Many people love to watch the taffy being made _ the brightly
colored candy seems to defy gravity as it flip-flops on the machine. And
after watching it being stretched and pulled, it's satisfying to chew on the end
result, a sweet little chunk of taffy.
Candy Factory owners Wes and Sharon Sorstokke have owned
the business for almost three years and had been getting their taffy from
another supplier. But that supplier stopped making taffy this year, so
the couple decided to start making the candy themselves.
"We were making taffy when we first bought the place, but the
machine developed a temper and we got so busy with caramel corn and peanut
brittle. So it was easier to just buy the taffy from someone else," Wes
Sorstokke said. "Making taffy again has
become a very positive thing."
Fortunately, they already have a secret weapon in taffy making,
employee "Candy Master" Cam tu Pham. The candy connoisseur prefers to
go by his first name and has worked in the candy industry for more than
20 years. And according to fellow employee Mary Ann Custode, Cam is
an expert in candy-making techniques and often doesn't even have to look
at a recipe.
Cam and Wes Sorstokke are responsible for making the taffy, and
for that, they use an antique.
The Candy Factory's taffy machine is called a Model K and
was made around 1910. The Model K turns out about 100 ready-to-eat pieces
per minute and has been in the store since previous owner Paul LaFranchi ran
his candy shop, also called Snoqualmie Falls Candy Factory. Over the
years, the store has also been a soda shop and a Coast to Coast hardware store.
Besides leaving the Model K and the store's name, LaFranchi
also passed on his family recipes, which dated back several generations to
his candy-maker relatives in San Francisco.
Wes Sorstokke and Cam altered the taffy recipe to get a soft
consistency that customers like.

Records shown —

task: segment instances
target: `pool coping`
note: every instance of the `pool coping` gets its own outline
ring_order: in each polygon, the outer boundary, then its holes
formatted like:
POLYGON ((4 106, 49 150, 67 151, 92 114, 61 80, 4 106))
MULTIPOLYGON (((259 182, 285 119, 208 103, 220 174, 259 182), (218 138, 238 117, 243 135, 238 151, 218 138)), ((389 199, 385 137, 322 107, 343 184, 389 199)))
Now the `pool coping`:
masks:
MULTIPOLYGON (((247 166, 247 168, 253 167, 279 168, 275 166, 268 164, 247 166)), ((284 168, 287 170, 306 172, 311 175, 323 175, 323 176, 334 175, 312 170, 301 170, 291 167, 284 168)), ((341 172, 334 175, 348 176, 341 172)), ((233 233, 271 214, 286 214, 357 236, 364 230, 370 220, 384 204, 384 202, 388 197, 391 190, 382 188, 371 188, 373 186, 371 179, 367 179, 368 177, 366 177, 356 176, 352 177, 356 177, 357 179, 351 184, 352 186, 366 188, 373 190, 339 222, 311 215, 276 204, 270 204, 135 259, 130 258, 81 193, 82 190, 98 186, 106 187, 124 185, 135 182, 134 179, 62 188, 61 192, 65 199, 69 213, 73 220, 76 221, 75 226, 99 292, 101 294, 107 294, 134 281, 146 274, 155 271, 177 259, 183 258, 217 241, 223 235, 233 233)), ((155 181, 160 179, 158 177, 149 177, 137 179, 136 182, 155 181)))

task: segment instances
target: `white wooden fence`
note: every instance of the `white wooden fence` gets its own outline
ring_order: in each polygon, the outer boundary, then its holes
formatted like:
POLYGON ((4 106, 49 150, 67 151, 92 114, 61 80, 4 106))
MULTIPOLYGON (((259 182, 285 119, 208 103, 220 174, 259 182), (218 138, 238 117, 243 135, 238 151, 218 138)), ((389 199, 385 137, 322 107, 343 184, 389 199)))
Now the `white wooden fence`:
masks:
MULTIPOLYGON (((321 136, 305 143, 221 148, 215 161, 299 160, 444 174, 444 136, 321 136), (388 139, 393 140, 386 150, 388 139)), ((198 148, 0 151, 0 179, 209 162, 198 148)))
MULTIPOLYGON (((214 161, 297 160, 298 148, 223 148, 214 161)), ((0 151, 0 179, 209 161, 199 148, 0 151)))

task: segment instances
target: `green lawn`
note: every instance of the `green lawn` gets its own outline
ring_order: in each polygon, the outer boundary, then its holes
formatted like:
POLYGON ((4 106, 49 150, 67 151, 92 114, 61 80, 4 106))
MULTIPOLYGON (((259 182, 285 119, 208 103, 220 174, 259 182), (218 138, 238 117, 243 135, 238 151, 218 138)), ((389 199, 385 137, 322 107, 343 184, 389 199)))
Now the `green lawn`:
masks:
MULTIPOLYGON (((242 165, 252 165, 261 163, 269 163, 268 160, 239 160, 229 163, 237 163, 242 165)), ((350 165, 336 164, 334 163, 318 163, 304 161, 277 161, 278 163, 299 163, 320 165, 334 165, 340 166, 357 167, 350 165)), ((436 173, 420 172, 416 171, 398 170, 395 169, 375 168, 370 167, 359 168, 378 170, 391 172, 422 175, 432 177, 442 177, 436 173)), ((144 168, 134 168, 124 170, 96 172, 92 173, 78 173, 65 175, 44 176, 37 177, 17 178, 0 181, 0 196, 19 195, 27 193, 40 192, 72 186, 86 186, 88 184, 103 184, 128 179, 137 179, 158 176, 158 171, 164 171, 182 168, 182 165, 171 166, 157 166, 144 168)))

Problems and tasks —
- a) In the article about the Candy Factory's taffy, around what year was the Model K taffy machine made?
- b) Repeat the passage of the Candy Factory taffy article between "Cam and Wes" and "that customers like.", inclusive.
- c) Carry on the article about the Candy Factory's taffy from the point where it stops.

Answers —
- a) Around 1910.

- b)
Cam and Wes Sorstokke are responsible for making the taffy, and
for that, they use an antique.
The Candy Factory's taffy machine is called a Model K and
was made around 1910. The Model K turns out about 100 ready-to-eat pieces
per minute and has been in the store since previous owner Paul LaFranchi ran
his candy shop, also called Snoqualmie Falls Candy Factory. Over the
years, the store has also been a soda shop and a Coast to Coast hardware store.
Besides leaving the Model K and the store's name, LaFranchi
also passed on his family recipes, which dated back several generations to
his candy-maker relatives in San Francisco.
Wes Sorstokke and Cam altered the taffy recipe to get a soft
consistency that customers like.

- c)
The Candy Factory currently makes about 30 flavors of taffy,
with the goal of 44, to fill all of their taffy bins. Black licorice, watermelon
and cinnamon taffy flavors are adult favorites, while kids prefer cotton
candy, tutti-frutti and bubble gum, Custode said.
The process of making taffy takes more than two hours for a
110-pound batch, which is split into three
flavors. Taffy starts out as a mix of sugars, cornstarch, flavors and colors and
is cooked in a huge copper pot.
After it's cooked, the taffy cools and is stretched on a pulling machine
and then formed into a 35-pound mound. The mound is pulled out by hand
to form a rope about thumb's width and fed into the wrapper, which cuts
and wraps the taffy into individual pieces.
Sharon Sorstokke said over the years the chewy candy has become
known as "saltwater" taffy even though there's no salt water in the recipe.
"The name came from the Jersey coast years and years ago when
a candy store that made taffy was flooded. And since ocean water
came into the store, they started calling it "saltwater" taffy. It has nothing to
do with salt water, it's just a funny name that stuck," she said.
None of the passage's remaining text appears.